(Beginning of Data for the task)

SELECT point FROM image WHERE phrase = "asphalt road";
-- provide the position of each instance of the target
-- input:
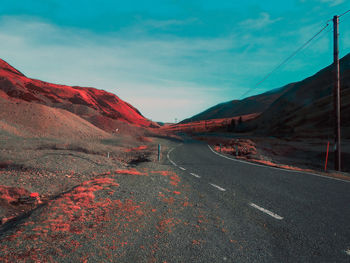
(275, 214)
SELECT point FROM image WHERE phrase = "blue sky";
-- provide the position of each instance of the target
(169, 58)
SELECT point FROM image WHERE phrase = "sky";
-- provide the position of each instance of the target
(171, 59)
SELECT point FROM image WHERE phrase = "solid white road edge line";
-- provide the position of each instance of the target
(218, 187)
(266, 211)
(195, 175)
(276, 168)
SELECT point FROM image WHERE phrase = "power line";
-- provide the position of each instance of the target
(344, 13)
(285, 61)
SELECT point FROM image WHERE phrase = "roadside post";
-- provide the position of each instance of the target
(325, 166)
(159, 147)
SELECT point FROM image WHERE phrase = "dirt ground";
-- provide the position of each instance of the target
(64, 201)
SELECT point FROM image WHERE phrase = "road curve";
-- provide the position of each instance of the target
(282, 216)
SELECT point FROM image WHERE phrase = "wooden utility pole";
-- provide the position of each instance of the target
(336, 96)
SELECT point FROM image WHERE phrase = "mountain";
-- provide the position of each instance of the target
(103, 109)
(303, 108)
(253, 104)
(307, 108)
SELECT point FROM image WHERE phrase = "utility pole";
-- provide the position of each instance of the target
(336, 96)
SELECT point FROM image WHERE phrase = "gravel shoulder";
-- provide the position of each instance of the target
(91, 208)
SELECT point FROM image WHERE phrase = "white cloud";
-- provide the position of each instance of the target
(262, 21)
(165, 77)
(333, 2)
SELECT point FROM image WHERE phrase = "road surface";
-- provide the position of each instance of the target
(277, 215)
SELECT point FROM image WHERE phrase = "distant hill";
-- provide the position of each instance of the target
(250, 105)
(307, 108)
(102, 109)
(303, 108)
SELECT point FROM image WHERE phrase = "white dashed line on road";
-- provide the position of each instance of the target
(266, 211)
(218, 187)
(195, 175)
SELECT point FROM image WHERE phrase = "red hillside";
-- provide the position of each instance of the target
(88, 103)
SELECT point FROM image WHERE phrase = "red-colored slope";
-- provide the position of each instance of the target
(85, 102)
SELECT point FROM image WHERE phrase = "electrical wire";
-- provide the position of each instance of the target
(344, 13)
(285, 61)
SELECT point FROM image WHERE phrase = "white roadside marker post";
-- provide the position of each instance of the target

(End of Data for the task)

_Problem description_
All of the lines above should be printed exactly, minus the pictures.

_Answer to the exercise_
SELECT point FROM image WHERE phrase = "asphalt road";
-- provide the position of each instance of the target
-- input:
(275, 214)
SELECT point FROM image WHERE phrase = "blue sky";
-- provide the position of each instance of the target
(169, 58)
SELECT point FROM image WHERE phrase = "sky";
-- provide the position of each instance of the target
(171, 59)
SELECT point FROM image WHERE phrase = "solid white road edge line";
-- provide the position of each instance of the target
(218, 187)
(266, 211)
(195, 175)
(276, 168)
SELECT point FROM image WHERE phrase = "power line";
-- provide the position of each instance of the target
(344, 13)
(285, 61)
SELECT point FROM image WHERE phrase = "roadside post";
-- provide the position of each instance of the target
(325, 166)
(159, 147)
SELECT point FROM image WHERE phrase = "dirt ground";
-- provide the position of each instance of the target
(64, 201)
SELECT point FROM image WHERE phrase = "road curve";
-- provide the position of each instance of the target
(282, 216)
SELECT point FROM image WHERE phrase = "wooden utility pole";
-- provide the position of each instance of the target
(336, 96)
SELECT point FROM image WHERE phrase = "mountain";
-- provide the position of each instance of the target
(103, 109)
(303, 108)
(253, 104)
(307, 108)
SELECT point FROM image WHERE phrase = "utility pole";
-- provide the position of each instance of the target
(336, 96)
SELECT point FROM image WHERE phrase = "gravel shoulder";
-- provide the position of each instance of the target
(91, 208)
SELECT point FROM image WHERE phrase = "white cloud";
-- provide the position of each instance of the target
(262, 21)
(165, 77)
(333, 2)
SELECT point FROM image WHERE phrase = "road surface";
-- provide the position of each instance of the target
(277, 215)
SELECT point FROM image WHERE phrase = "distant hill";
-- provide the position of each instance of the target
(250, 105)
(307, 108)
(102, 109)
(303, 108)
SELECT point FROM image WHERE phrase = "white dashed line on road";
-- provide the position of each instance of the target
(266, 211)
(218, 187)
(195, 175)
SELECT point FROM image WHERE phrase = "red hillside";
-- provide the position of each instance of the target
(88, 103)
SELECT point FROM image WHERE phrase = "red-colored slope";
-- provide the position of each instance of the target
(85, 102)
SELECT point FROM image WHERE phrase = "electrical wire";
-- provide the position of each instance of the target
(344, 13)
(285, 61)
SELECT point FROM image WHERE phrase = "white roadside marker post";
-- provide the position of each instance of the target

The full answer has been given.